■ Work instructions
Would you repeat the whole listing exactly?

■ Information shown

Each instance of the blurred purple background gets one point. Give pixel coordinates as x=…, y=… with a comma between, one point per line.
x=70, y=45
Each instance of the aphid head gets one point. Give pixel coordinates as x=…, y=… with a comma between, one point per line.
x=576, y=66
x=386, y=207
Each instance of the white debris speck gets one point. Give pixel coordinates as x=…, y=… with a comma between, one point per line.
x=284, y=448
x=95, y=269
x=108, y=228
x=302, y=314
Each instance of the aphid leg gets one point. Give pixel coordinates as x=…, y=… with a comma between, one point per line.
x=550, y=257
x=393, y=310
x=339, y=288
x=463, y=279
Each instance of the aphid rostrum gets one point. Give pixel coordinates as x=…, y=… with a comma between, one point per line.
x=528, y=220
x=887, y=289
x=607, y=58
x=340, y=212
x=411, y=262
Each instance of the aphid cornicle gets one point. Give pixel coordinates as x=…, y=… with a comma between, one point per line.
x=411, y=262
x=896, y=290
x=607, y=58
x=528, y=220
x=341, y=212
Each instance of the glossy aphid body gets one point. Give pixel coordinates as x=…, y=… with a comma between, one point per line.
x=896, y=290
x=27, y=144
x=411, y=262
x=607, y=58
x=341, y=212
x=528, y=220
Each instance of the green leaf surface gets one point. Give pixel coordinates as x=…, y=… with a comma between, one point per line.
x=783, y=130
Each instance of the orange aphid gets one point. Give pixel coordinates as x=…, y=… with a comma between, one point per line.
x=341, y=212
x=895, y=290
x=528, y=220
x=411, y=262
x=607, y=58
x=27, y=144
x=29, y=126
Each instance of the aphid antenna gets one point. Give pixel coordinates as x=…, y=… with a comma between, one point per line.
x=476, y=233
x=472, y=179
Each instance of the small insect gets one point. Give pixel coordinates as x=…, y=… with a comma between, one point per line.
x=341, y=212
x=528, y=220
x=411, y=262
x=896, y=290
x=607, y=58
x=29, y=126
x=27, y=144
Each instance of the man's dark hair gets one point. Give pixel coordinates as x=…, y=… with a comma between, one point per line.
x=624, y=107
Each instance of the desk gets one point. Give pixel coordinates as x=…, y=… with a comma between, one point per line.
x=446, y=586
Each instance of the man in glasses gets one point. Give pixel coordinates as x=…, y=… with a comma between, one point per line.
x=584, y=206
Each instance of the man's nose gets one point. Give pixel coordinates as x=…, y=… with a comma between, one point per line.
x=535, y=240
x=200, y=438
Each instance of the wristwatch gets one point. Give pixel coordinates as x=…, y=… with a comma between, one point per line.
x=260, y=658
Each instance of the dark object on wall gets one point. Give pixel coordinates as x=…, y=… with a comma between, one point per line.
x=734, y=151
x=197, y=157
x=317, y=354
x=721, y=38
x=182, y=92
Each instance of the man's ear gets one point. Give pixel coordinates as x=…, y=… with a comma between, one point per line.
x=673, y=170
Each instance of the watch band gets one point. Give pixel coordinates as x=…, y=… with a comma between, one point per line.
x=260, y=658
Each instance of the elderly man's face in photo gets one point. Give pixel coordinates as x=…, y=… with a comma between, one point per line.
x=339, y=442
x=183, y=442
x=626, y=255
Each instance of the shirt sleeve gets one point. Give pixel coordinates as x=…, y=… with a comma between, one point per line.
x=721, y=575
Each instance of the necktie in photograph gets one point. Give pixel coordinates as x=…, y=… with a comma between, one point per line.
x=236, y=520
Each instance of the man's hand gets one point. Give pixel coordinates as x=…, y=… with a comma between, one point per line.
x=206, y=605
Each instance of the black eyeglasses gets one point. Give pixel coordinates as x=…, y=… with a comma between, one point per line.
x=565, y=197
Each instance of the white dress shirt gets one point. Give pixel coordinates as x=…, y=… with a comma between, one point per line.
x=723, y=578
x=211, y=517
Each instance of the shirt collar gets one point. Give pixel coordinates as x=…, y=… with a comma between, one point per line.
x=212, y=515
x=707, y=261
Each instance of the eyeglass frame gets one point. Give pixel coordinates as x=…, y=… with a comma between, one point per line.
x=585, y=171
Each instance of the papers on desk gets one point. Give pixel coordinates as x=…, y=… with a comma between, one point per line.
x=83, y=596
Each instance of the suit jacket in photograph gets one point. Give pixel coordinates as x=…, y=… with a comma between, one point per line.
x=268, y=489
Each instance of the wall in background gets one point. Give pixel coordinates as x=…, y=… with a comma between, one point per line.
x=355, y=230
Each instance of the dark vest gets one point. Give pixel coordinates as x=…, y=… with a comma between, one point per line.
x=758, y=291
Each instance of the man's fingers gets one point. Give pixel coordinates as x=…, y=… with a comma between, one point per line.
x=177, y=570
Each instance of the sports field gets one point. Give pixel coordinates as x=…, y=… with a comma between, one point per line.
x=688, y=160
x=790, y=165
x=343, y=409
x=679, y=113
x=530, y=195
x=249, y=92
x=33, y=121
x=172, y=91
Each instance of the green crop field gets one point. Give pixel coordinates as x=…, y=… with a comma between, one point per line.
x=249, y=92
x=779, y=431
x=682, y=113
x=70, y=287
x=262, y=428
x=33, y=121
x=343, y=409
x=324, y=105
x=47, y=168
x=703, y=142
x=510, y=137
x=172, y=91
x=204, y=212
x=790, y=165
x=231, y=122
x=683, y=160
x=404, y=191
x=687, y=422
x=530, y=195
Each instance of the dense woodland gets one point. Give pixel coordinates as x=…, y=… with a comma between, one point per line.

■ Reply
Each instance of the blurred purple background gets one point. Give pixel coordinates as x=…, y=… with a comma between, one point per line.
x=70, y=45
Each instance of the aphid head gets one point. Give pixel coordinates as x=…, y=… with a comma between, one point per line.
x=576, y=66
x=386, y=207
Each instance of the white debris speck gets one point. Give pixel coordinates as x=…, y=… with a comma between, one point per line.
x=284, y=448
x=95, y=269
x=108, y=228
x=302, y=314
Each instance of the aphid leg gets one point. Give pixel coordinates as x=…, y=… with a comma between, one point per line.
x=550, y=257
x=393, y=310
x=339, y=288
x=463, y=279
Each instance of the aphid rostrum gets one point. Give pixel coordinates as x=…, y=… with a comma between, one point per line.
x=528, y=220
x=887, y=289
x=607, y=58
x=340, y=212
x=411, y=262
Each instance of the aphid cornicle gets one point. Give pixel coordinates as x=…, y=… with a comma between, one point per line.
x=411, y=262
x=896, y=290
x=607, y=58
x=528, y=220
x=341, y=212
Each instance of the glossy aphid body gets one point. Give pixel coordinates as x=…, y=… with a comma between, one point per line.
x=896, y=290
x=27, y=144
x=411, y=262
x=607, y=58
x=341, y=212
x=528, y=220
Each instance of the green leaf surface gets one point. Give pixel coordinates as x=…, y=… with a comma between, one point per line.
x=783, y=130
Each instance of the orange aphid gets one point. Give pixel coordinates as x=…, y=… with a comma between, one point per line.
x=341, y=212
x=895, y=290
x=528, y=220
x=411, y=262
x=607, y=58
x=27, y=144
x=29, y=126
Each instance of the aphid antenna gets one point. Give pixel coordinates as x=…, y=… with a comma between, one point per line.
x=476, y=233
x=472, y=179
Each instance of the small insect gets one point. Give pixel coordinates as x=…, y=… with a comma between, one point per line.
x=341, y=212
x=528, y=220
x=411, y=262
x=896, y=290
x=607, y=58
x=29, y=126
x=27, y=144
Each instance of the man's dark hair gets one point. Give pixel coordinates as x=…, y=… with a comma between, one point per line.
x=624, y=107
Each instance of the desk gets one point. Give pixel coordinates as x=…, y=… with a comma between, one point per line.
x=446, y=586
Each instance of the man in glasses gets one point. Give pixel coordinates as x=…, y=… with a comma between, one point per line.
x=584, y=206
Each instance of the man's nose gets one point. Give pixel coordinates as x=…, y=… with a comma between, one point per line.
x=535, y=240
x=200, y=438
Each instance of the wristwatch gets one point. Give pixel coordinates as x=…, y=… with a comma between, one point per line.
x=260, y=658
Each instance of the dark object on wall gets one point. Give pixel coordinates as x=…, y=… with a comma between, one point per line.
x=734, y=151
x=197, y=157
x=317, y=354
x=721, y=38
x=182, y=92
Each instance of the man's ear gets one point. Give pixel coordinates as x=…, y=… with a comma between, one point per line.
x=673, y=170
Each instance of the watch band gets one point. Give pixel coordinates as x=…, y=… with a comma between, one point per line.
x=260, y=658
Each instance of the elderly man's face in photo gets one point. Give pixel coordinates as x=…, y=… with a comma between, one point per line.
x=339, y=442
x=183, y=442
x=626, y=255
Each instance of the shirt sleeve gets one point. Give pixel coordinates as x=…, y=… with a comma between, one point per line.
x=721, y=575
Each instance of the necktie in photograph gets one point. Give pixel coordinates as x=…, y=… with a comma between, one point per line.
x=236, y=520
Each instance of the man's hand gets one point. Give pixel coordinates as x=…, y=… with a comma between, one point per line.
x=206, y=605
Each instance of the black eyeglasses gets one point. Give pixel coordinates as x=…, y=… with a comma between, one point per line.
x=565, y=197
Each instance of the white dress shirt gets one point. Give pixel coordinates as x=…, y=… with a comma between, one point per line.
x=723, y=578
x=211, y=517
Each instance of the shirt collar gets one point. Give pixel coordinates as x=…, y=… with a comma between, one point per line.
x=212, y=515
x=707, y=261
Each instance of the eyeglass frame gets one point. Give pixel coordinates as x=…, y=… with a comma between, one point per line.
x=585, y=171
Each instance of the papers on desk gets one point. Give pixel coordinates as x=…, y=… with a comma between, one point per line.
x=83, y=596
Each instance of the suit jacket in photograph gets one point. Give pixel coordinates as x=…, y=… with a comma between, one point per line.
x=268, y=489
Each instance of the wall in background gets one point. Give pixel coordinates as x=…, y=… with a comma between, one point per line.
x=355, y=230
Each instance of the dark vest gets one point. Give pixel coordinates as x=…, y=… with a comma between, one point per line.
x=758, y=291
Each instance of the man's fingers gets one point. Give pixel coordinates as x=…, y=… with a comma between, one point per line.
x=177, y=570
Each instance of the sports field gets one point. Give pixel coordinates as x=…, y=… with a comma between, one point per line.
x=688, y=160
x=790, y=165
x=343, y=409
x=679, y=113
x=530, y=195
x=249, y=92
x=33, y=121
x=172, y=91
Each instance of the green crop field gets one point. Give pixel coordinates as x=…, y=… with a comma between, one point per line.
x=249, y=92
x=779, y=431
x=682, y=113
x=70, y=287
x=262, y=428
x=33, y=121
x=343, y=409
x=324, y=105
x=47, y=168
x=703, y=142
x=510, y=137
x=172, y=91
x=204, y=212
x=790, y=165
x=231, y=122
x=683, y=160
x=404, y=191
x=687, y=422
x=530, y=195
Each instance of the dense woodland gets one point. Give pixel coordinates as x=…, y=… with a comma between, one point per line.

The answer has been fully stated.